____ SUPPLIED PASSAGE

PS3 long rendering time 16+ hours only 28% -quicktime movie?

Post by cahall »

All,

Has anyone experienced rediculously long rendering times when trying to burn slideshows with quicktime movies included in them?. I have used an apple mac to do a picture show, it produced a quicktime movie of 353 MB which I downloaded to my PC. PS3 says it should be 1.5GB after its burnt. I started it at 6am this morning and now at 10pm it has:

Total process - converting Slide Shows 3%
Detailed process - building slide show 28% (it is increasing 1% aprox every 40 mins)

Is this normal, my machine has 512MB RAM 2.8GHz intel processor and 500GB HD wiith 400GB Spare!. Nothing else is running on it, PS3 is taking aprox 50% of processor time, lots of spare swap space and memory.

At this rate it will take 3 days+ to burn this DVD :(
heinz-oz

Post by heinz-oz »

Have you ever heard of a DVD standard? Did you bother to find out if your QuickTime movie is DVD compliant? Obviously not. Standard compression for DVD is MPEG not MOV. The program has to convert your MOV sequences to MPEG and may not have the neccessary encoders to it with.

But, don't frett, you can always blame the software for it.
Masami

Post by Masami »

While Heinz is (quite rudely) correct, it shouldn't be taking it this long to convert the file. How long is it? Typically a rendering takes between 1-4 times the actual length of the movie (generally between 2 and 3). Now, Pictureshow is not the best at rendering so it might take a little bit longer, but this amount of time is a little bit heavy.

________

### PROBLEMS AND TASKS
**1.** Name every user who posts in the forum thread on slow slideshow rendering.
**2.** Carry the forum thread on slow slideshow rendering forward from the point where it stops.

____ SUPPLIED INFORMATION

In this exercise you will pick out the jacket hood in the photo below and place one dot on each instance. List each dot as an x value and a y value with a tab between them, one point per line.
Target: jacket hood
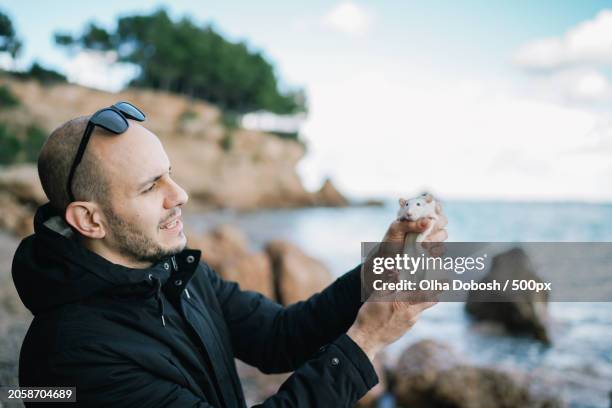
52	268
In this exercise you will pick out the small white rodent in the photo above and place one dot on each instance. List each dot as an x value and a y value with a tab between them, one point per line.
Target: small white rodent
423	206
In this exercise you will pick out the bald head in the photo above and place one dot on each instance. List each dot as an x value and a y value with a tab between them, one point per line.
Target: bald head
55	159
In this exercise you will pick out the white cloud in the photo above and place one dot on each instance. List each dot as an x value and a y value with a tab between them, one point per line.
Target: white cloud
381	133
98	70
590	42
569	68
574	85
348	18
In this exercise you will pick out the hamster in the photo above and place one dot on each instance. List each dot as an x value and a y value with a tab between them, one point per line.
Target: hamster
423	206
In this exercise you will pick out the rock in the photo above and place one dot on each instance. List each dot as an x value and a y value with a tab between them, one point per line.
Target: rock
522	312
220	245
252	272
430	374
328	195
296	275
21	181
225	249
15	217
252	170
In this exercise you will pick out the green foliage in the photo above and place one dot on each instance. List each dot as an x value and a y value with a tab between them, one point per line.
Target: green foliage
180	56
44	75
19	147
8	38
287	135
7	98
41	74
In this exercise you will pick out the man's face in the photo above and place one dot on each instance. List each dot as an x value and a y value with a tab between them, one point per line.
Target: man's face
143	214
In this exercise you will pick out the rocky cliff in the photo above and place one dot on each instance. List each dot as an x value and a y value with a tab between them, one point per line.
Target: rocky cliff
220	167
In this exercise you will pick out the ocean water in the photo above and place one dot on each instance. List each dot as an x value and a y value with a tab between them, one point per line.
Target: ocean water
578	365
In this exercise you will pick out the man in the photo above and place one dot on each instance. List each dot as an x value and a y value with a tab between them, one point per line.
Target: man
131	318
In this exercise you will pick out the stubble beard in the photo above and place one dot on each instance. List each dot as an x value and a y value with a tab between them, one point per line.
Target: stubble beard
134	244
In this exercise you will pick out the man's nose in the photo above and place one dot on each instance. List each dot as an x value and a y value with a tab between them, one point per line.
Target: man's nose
177	196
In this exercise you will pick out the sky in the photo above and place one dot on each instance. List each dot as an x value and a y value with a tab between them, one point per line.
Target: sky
505	100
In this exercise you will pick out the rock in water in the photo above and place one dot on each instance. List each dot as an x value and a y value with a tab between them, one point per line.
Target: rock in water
521	312
430	374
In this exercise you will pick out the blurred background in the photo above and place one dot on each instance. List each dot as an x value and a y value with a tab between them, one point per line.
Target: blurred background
296	126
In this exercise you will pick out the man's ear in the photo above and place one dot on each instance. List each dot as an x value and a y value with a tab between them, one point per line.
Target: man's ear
86	218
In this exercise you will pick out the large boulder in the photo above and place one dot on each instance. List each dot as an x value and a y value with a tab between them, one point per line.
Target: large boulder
328	195
430	374
519	312
20	194
225	248
15	217
252	272
21	181
223	243
296	275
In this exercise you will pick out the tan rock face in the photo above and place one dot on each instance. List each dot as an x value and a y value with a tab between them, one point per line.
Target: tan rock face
297	276
15	217
225	249
252	272
218	167
22	183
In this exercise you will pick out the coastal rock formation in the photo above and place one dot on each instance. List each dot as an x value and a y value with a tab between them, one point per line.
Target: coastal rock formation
296	275
283	272
329	195
429	374
225	249
523	312
220	167
20	194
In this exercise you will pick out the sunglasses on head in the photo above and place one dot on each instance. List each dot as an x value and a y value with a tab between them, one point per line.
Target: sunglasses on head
114	119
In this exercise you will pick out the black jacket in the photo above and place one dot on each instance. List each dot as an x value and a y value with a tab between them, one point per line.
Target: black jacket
167	335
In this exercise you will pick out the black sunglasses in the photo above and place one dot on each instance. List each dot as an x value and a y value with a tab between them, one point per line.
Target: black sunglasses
114	119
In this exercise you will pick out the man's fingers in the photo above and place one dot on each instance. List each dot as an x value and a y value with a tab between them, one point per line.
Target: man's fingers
406	227
437	236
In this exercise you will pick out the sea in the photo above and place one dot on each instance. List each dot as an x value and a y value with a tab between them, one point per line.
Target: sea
577	367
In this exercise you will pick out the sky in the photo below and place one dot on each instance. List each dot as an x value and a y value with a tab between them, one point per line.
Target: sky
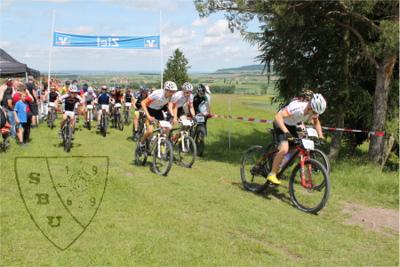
208	44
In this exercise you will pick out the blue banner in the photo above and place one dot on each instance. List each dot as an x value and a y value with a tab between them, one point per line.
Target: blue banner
130	42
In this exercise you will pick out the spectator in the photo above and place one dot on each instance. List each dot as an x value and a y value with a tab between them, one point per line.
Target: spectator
21	117
7	104
21	88
33	104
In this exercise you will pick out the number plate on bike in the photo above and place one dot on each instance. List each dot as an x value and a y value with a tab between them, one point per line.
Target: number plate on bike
308	144
199	118
165	124
186	122
311	132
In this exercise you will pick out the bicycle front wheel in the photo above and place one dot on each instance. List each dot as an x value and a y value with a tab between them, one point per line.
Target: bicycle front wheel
309	192
187	151
254	169
162	156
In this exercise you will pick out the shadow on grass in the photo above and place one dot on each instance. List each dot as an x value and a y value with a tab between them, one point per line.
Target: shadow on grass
217	146
272	191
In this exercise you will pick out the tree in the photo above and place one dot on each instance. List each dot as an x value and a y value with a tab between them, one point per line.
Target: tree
176	70
325	45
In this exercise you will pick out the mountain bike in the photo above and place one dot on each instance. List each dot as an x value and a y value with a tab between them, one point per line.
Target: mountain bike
159	147
127	112
117	119
309	184
185	144
198	133
51	117
67	134
103	120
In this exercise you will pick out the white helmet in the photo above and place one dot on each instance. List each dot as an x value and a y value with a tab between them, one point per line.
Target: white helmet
187	87
318	103
170	86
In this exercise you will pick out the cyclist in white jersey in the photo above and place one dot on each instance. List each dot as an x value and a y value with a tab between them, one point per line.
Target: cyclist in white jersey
285	125
155	104
181	99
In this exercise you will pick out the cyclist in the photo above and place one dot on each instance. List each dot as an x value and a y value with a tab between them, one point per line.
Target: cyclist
285	126
104	100
89	99
54	97
71	100
181	99
154	105
137	102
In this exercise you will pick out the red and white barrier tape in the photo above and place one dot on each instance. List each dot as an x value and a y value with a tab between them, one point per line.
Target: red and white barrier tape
330	129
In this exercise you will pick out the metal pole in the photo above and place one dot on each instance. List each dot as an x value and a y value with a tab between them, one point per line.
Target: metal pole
51	48
230	120
161	52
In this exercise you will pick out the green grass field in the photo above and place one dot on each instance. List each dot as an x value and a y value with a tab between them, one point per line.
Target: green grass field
199	216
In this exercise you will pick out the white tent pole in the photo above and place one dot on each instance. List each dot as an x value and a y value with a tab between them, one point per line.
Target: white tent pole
51	48
161	52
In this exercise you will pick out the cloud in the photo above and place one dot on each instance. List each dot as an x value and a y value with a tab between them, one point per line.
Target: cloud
53	1
5	44
4	4
199	22
173	37
219	34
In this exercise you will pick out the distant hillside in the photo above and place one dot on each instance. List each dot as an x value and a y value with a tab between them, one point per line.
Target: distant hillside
248	68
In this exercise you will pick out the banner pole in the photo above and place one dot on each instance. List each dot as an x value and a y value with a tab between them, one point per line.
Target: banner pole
230	121
51	49
161	52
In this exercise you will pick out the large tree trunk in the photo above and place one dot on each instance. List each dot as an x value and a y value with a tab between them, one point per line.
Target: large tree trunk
337	138
383	76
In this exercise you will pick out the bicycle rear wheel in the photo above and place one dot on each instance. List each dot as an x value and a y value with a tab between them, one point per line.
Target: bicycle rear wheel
187	151
254	169
311	193
162	157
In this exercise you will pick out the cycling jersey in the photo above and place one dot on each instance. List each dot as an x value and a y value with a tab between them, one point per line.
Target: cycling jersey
118	97
179	99
139	98
158	99
128	98
70	101
89	98
197	101
296	110
53	96
104	99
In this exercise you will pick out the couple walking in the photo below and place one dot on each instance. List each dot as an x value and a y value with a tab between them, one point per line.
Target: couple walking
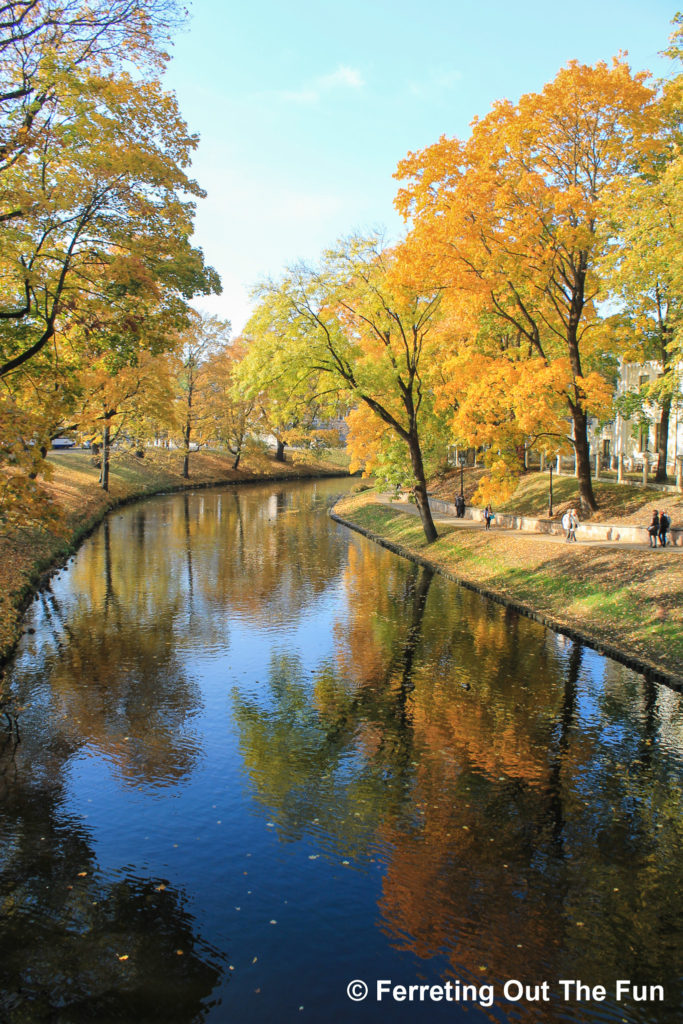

________

### ANSWERS BY TASK
**1.** cahall, heinz-oz, Masami

**2.**
Here are a couple things you can update to try to increase your render speed.

DirectX (microsoft.com)
Quicktime (apple.com)
Your video card drivers

You can also try "create disc image file" instead of "record to disc" which can speed up the process since it frees up virtual memory since it doesn't need to worry about burning.

Also, if you are on Windows XP, you can switch to diagnostic mode through the system configuration utility (Start -> Run: MSCONFIG) which can speed things up a bit.
Masami

Post by Masami »

Actually, just found out, that due to the compression format on some quicktime files, it can take an extremely long time to uncompress them, up to a minute per frame (that's half an hour per second!!!!)

I'd still try those tricks to speed up the process, but if it's at all possible avoid that format in the future.